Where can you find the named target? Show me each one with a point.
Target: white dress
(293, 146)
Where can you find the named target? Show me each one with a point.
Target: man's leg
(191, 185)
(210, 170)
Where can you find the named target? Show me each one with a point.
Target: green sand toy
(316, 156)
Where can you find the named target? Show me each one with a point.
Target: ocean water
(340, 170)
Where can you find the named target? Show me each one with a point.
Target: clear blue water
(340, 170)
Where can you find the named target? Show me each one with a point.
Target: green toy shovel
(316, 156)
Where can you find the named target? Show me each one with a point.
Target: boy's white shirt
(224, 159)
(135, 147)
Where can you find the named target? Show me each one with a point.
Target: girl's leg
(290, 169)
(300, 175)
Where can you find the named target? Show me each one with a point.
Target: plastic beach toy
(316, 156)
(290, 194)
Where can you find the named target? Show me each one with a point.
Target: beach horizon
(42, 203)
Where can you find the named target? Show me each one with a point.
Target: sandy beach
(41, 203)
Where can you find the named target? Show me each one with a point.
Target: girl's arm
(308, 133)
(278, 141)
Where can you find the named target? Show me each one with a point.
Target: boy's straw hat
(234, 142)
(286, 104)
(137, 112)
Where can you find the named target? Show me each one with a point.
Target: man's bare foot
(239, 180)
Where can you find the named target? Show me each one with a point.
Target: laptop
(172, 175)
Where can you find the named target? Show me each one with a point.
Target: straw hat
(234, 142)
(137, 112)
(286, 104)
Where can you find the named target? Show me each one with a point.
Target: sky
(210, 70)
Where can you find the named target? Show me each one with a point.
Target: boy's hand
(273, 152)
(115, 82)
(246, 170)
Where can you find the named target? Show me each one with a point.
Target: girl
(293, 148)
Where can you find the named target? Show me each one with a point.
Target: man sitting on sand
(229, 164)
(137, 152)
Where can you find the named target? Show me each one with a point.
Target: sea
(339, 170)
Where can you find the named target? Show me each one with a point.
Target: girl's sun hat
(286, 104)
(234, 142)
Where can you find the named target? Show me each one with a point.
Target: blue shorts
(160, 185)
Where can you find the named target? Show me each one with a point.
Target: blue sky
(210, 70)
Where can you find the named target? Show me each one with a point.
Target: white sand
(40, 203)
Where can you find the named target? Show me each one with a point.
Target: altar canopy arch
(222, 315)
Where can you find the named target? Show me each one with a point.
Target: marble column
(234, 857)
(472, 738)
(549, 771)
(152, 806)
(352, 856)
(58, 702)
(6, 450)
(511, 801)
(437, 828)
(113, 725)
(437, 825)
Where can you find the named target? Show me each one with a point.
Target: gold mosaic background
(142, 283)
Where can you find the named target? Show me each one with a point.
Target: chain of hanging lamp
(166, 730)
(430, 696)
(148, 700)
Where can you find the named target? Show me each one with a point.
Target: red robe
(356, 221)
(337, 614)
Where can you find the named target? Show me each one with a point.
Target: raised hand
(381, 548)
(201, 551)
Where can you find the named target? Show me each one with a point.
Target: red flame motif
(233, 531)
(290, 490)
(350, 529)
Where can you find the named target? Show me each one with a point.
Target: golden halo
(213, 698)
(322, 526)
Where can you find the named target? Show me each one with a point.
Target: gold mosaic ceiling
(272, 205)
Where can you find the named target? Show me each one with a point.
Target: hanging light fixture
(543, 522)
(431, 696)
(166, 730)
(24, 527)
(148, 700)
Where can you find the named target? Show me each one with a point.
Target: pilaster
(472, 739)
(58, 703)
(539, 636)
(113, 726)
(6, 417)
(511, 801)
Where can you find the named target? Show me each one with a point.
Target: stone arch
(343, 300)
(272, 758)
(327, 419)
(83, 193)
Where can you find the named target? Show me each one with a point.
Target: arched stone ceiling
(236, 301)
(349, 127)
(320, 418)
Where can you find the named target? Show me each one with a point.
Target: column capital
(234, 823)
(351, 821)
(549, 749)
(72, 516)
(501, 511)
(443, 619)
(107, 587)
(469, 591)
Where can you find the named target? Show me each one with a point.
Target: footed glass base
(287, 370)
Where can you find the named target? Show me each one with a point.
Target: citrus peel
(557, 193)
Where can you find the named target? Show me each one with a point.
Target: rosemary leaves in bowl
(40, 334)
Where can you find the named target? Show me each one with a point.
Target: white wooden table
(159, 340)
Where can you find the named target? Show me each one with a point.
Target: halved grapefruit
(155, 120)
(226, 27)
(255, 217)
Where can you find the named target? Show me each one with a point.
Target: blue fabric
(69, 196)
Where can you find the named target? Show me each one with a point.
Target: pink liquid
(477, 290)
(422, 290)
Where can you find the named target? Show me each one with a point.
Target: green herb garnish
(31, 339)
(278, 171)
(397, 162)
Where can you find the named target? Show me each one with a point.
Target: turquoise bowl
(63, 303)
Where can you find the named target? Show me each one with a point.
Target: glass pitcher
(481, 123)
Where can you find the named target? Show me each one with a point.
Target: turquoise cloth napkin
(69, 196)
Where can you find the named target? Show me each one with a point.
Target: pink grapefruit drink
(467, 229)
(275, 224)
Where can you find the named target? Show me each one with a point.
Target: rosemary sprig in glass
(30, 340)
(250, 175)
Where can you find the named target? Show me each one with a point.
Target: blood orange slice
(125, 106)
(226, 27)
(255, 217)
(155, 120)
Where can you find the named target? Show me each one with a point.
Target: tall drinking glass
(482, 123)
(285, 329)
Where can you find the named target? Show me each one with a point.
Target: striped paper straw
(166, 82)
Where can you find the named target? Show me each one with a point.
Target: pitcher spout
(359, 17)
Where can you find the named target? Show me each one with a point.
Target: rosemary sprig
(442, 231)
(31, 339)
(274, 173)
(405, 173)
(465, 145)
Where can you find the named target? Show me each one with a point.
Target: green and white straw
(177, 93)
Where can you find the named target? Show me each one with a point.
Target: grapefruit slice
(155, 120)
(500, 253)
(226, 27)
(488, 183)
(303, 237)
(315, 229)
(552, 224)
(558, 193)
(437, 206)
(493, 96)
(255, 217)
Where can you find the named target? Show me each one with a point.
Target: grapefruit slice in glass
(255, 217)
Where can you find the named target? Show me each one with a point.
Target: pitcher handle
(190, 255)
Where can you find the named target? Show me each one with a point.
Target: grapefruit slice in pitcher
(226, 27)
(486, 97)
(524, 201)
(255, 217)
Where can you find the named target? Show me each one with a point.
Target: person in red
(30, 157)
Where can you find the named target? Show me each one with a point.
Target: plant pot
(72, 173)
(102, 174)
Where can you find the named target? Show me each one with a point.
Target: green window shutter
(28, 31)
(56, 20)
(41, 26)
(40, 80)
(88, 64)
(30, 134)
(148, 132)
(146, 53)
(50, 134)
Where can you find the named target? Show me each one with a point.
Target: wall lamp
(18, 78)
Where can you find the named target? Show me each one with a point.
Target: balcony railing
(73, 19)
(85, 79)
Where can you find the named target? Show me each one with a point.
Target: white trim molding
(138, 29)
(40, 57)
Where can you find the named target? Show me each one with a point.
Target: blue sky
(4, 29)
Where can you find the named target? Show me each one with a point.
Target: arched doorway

——————————

Description of the task:
The whole listing above, restated word for word, is the required answer.

Answer below:
Where can you find the named target? Show me each one with a point.
Target: white dress
(293, 146)
Where can you find the named target? Show me each one with a point.
Target: man's leg
(191, 185)
(210, 170)
Where can you find the named target? Show me each one with a point.
Target: green sand toy
(316, 156)
Where can you find the named target? Show me each one with a point.
Target: ocean water
(340, 170)
Where can you find the named target? Show me each one with a point.
Target: clear blue water
(340, 170)
Where can you find the named target? Show me each one with a point.
Target: green toy shovel
(316, 156)
Where can you find the named target? Show me each one with a point.
Target: boy's white shirt
(224, 159)
(135, 147)
Where can you find the named target? Show me each one with a point.
Target: girl's leg
(290, 169)
(300, 175)
Where can you find the named target? Show me each one with a point.
Target: plastic beach toy
(316, 156)
(290, 194)
Where can you find the named target? Show me each one with a point.
Target: beach horizon
(42, 203)
Where can you find the named target? Show me each one with a point.
Target: sandy beach
(41, 203)
Where can you find the named target? Show me each one with a point.
Target: girl's arm
(308, 133)
(278, 141)
Where can you find the named target? Show me each one with a point.
Target: boy's straw hat
(234, 142)
(286, 104)
(137, 112)
Where can you find the named target? Show me each one with a point.
Target: man's bare foot
(239, 180)
Where can you find the named target? Show me each one with a point.
Target: laptop
(172, 175)
Where can you find the named target? Show me each one with a point.
Target: straw hat
(234, 142)
(137, 112)
(286, 104)
Where can you find the named target? Show me each one with a point.
Target: sky
(210, 70)
Where can you find the named target? Show me each one with a point.
Target: boy's hand
(273, 152)
(115, 82)
(246, 170)
Where can you find the named target? Show me each one with a point.
Target: girl
(293, 148)
Where can you find the named target? Show me each one with a point.
Target: man sitting on sand
(229, 164)
(137, 152)
Where can you find the named target? Show me each one with a point.
Target: sea
(339, 170)
Where can you find the named target? Show me each one with a point.
Target: girl's sun hat
(286, 104)
(234, 142)
Where can you find the named target? Show me each one with a point.
Target: blue shorts
(160, 185)
Where can you find the named target? Show me each one with a point.
Target: blue sky
(210, 70)
Where can you find the named target? Show me each one with a point.
Target: white sand
(40, 203)
Where can you find the named target? Show me each one with a point.
Target: altar canopy arch
(222, 315)
Where can you find the named target? Show me each one with a point.
Target: marble column
(234, 857)
(472, 738)
(549, 771)
(152, 806)
(352, 856)
(58, 702)
(6, 450)
(511, 801)
(437, 828)
(113, 725)
(437, 825)
Where can you find the named target? Show me each one with a point.
Target: gold mosaic background
(142, 283)
Where can you find the named target? Show me each one with a point.
Target: chain of hanging lamp
(166, 730)
(430, 696)
(148, 700)
Where can you find the named target? Show me each one with a point.
Target: red robe
(356, 221)
(337, 614)
Where can you find the named target? Show me each one with a point.
Target: raised hand
(381, 548)
(201, 551)
Where can you find the named target? Show me each one with a point.
Target: red flame motif
(233, 531)
(290, 490)
(350, 529)
Where can you find the named target? Show me each one with a point.
Target: golden halo
(213, 698)
(322, 526)
Where can you find the named target? Show me each one with a point.
Target: gold mosaic ceiling
(272, 205)
Where can you find the named target? Show me each one with a point.
Target: hanging light fixture
(543, 522)
(431, 696)
(166, 730)
(24, 527)
(148, 700)
Where can you find the named target? Show me each one with a point.
Target: pilaster
(472, 739)
(58, 703)
(539, 636)
(113, 726)
(6, 417)
(511, 801)
Where can you find the named target? Show me each one with a point.
Target: stone arch
(343, 300)
(272, 758)
(327, 419)
(83, 193)
Where can you find the named target? Show me each one with a point.
Target: arched stone ceiling
(236, 301)
(349, 127)
(320, 418)
Where can you find the named target? Show me each one with a point.
Target: column capital
(234, 823)
(351, 821)
(549, 749)
(72, 516)
(501, 511)
(443, 619)
(107, 587)
(469, 591)
Where can you find the named target? Show me each one with a point.
Target: footed glass base
(287, 370)
Where can you find the named target? Show me each one with a point.
Target: citrus peel
(557, 193)
Where can you find the named target? Show me each one with a point.
Target: rosemary leaves in bowl
(40, 334)
Where can you find the named target? Show me each one with a point.
Target: white wooden table
(159, 340)
Where can you find the named target? Show me each one with a point.
Target: halved grapefruit
(155, 120)
(226, 27)
(255, 217)
Where can you find the named target? Show me each one with a point.
Target: blue fabric
(69, 196)
Where can you find the named target? Show me each one with a point.
Target: pink liquid
(477, 290)
(422, 290)
Where can you find the named target? Show me each one with a point.
Target: green herb garnish
(31, 339)
(278, 171)
(397, 162)
Where can you find the named target? Show me each one with a point.
Target: turquoise bowl
(63, 303)
Where can you find the named target? Show me each one with a point.
Target: glass pitcher
(481, 123)
Where can you find the named target? Show me each one with a point.
Target: turquoise cloth napkin
(69, 196)
Where can you find the named target? Show me each one with a point.
Target: pink grapefruit drink
(467, 229)
(275, 224)
Where can you find the named target? Show me each one with a point.
Target: rosemary sprig in glass
(30, 340)
(250, 175)
Where can you find the named target? Show me each one with a point.
Target: blood orange slice
(125, 106)
(226, 27)
(255, 217)
(155, 120)
Where can you find the named target? Show me each one with a point.
Target: tall drinking glass
(482, 123)
(285, 329)
Where can you find the named target? Show me each one with a point.
Target: striped paper straw
(166, 82)
Where can you find the named target? Show me each one with a point.
Target: pitcher spout
(359, 17)
Where can you find the named target? Show me each one with a point.
Target: rosemary sprig
(442, 231)
(31, 339)
(274, 173)
(405, 173)
(465, 145)
Where can you find the named target? Show me each one with a point.
Target: green and white straw
(177, 93)
Where can you find the named target? Show me each one with a point.
Target: grapefruit slice
(155, 120)
(500, 253)
(226, 27)
(488, 183)
(303, 237)
(315, 229)
(552, 224)
(558, 193)
(437, 206)
(493, 96)
(255, 217)
Where can you find the named target? Show me each one with a point.
Target: grapefruit slice in glass
(255, 217)
Where can you find the named target? Show me each one with a point.
Target: pitcher handle
(190, 255)
Where can you find the named target? Show me each one with a point.
Target: grapefruit slice in pitcher
(226, 27)
(486, 97)
(524, 201)
(255, 217)
Where can you find the named target? Show me each one with a point.
Target: person in red
(30, 157)
Where can you find the named target? Show me each one with a point.
Target: plant pot
(72, 173)
(102, 174)
Where can you find the named target? Show me each one with a point.
Target: green window shutter
(28, 31)
(56, 20)
(41, 26)
(40, 80)
(88, 64)
(30, 134)
(148, 132)
(146, 53)
(50, 134)
Where can you find the named target? Show me each one with a point.
Target: wall lamp
(18, 78)
Where can you find the named target? Show me each one with a point.
Target: balcony railing
(73, 19)
(85, 79)
Where can you find the named target? Show me each one with a point.
Target: white trim molding
(138, 29)
(40, 57)
Where can you find the named target? Show me each one with a point.
Target: blue sky
(4, 29)
Where can you find the named target? Show me each one with a point.
Target: arched doorway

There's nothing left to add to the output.